# Passage extrait

2)      Une juridiction slovène peut-elle adopter en application du droit national (l’article 20 du règlement [n° 2201/2003] autorisant cette application) une mesure conservatoire au titre de l’article 20 du règlement [n° 2201/2003], modifiant ou annulant une mesure conservatoire définitive et exécutoire adoptée par une juridiction d’un autre État membre qui en vertu du règlement [n° 2201/2003] est compétente pour connaître du fond?»

 

 Sur la procédure d’urgence

 

29      Le Višje sodišče v Mariboru a demandé que le présent renvoi préjudiciel soit soumis à la procédure d’urgence prévue à l’article 104 ter du règlement de procédure.

30      La juridiction de renvoi a motivé cette demande en faisant valoir l’existence d’une décision judiciaire exécutoire portant mesures conservatoires adoptée par la juridiction italienne confiant la garde de l’enfant au père et la décision judiciaire contraire portant mesures conservatoires adoptée par la juridiction slovène confiant la garde de l’enfant à la mère. Elle constate également le besoin d’agir vite, car une décision tardive serait contraire à l’intérêt de l’enfant et pourrait conduire à une détérioration irréparable des relations entre celle-ci et son père. Cette juridiction mentionne, enfin, que le caractère provisoire de la mesure adoptée, dans le cadre de la mesure conservatoire sur la garde de l’enfant, dicte à lui seul, afin de ne pas prolonger l’état d’insécurité juridique, l’intervention urgente de la Cour.

# Données enregistrées
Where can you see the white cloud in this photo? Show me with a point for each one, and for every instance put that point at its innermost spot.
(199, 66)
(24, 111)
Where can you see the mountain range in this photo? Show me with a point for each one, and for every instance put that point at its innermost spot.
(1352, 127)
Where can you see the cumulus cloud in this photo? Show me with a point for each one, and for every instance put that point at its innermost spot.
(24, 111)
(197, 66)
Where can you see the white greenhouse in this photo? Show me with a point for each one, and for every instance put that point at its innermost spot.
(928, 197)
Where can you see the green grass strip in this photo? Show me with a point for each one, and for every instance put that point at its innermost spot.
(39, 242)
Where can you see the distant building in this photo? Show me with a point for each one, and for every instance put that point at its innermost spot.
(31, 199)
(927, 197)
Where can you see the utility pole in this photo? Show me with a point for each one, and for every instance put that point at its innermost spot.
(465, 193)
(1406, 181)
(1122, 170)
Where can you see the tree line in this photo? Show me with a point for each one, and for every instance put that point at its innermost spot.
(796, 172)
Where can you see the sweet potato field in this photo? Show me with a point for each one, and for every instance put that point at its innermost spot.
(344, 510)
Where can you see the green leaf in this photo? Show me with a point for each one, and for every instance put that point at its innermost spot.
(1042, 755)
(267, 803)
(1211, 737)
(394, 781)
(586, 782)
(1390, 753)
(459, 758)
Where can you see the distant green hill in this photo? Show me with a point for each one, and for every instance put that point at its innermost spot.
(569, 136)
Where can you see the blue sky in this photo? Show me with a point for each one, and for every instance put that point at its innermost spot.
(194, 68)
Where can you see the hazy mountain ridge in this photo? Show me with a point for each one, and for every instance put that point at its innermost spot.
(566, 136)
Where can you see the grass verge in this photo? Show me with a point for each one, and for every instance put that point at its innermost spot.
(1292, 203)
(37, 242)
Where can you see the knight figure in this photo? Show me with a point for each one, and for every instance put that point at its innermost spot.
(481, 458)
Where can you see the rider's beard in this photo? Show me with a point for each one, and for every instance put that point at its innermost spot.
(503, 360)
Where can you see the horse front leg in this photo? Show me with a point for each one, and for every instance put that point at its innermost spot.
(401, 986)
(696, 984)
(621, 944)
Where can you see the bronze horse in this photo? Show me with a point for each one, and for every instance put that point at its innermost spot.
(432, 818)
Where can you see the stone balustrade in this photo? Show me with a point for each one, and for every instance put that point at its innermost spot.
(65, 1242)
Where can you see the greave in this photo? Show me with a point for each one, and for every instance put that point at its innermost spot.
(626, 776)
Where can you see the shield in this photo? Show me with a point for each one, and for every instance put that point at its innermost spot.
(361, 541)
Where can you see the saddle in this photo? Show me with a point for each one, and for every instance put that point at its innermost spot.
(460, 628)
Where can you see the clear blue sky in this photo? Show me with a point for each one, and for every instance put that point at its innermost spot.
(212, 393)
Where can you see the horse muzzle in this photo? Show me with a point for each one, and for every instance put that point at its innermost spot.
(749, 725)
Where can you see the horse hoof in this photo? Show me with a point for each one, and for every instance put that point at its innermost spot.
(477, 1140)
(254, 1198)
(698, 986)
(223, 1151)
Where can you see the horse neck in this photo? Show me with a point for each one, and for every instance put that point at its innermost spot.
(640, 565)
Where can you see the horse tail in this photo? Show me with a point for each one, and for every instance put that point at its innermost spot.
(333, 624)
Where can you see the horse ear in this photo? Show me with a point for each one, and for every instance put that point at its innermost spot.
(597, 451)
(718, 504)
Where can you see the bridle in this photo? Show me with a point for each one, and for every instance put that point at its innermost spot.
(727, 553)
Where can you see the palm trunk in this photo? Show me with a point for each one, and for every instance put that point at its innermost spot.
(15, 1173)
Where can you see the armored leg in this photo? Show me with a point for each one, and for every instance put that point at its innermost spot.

# Travail demandé
Transcrivez, sans rien y changer, le passage de l'extrait sur la procédure d'urgence qui va de « 29      Le Višje sodišče » jusqu'à « règlement de procédure. ».

# Réponse rédigée
29      Le Višje sodišče v Mariboru a demandé que le présent renvoi préjudiciel soit soumis à la procédure d’urgence prévue à l’article 104 ter du règlement de procédure.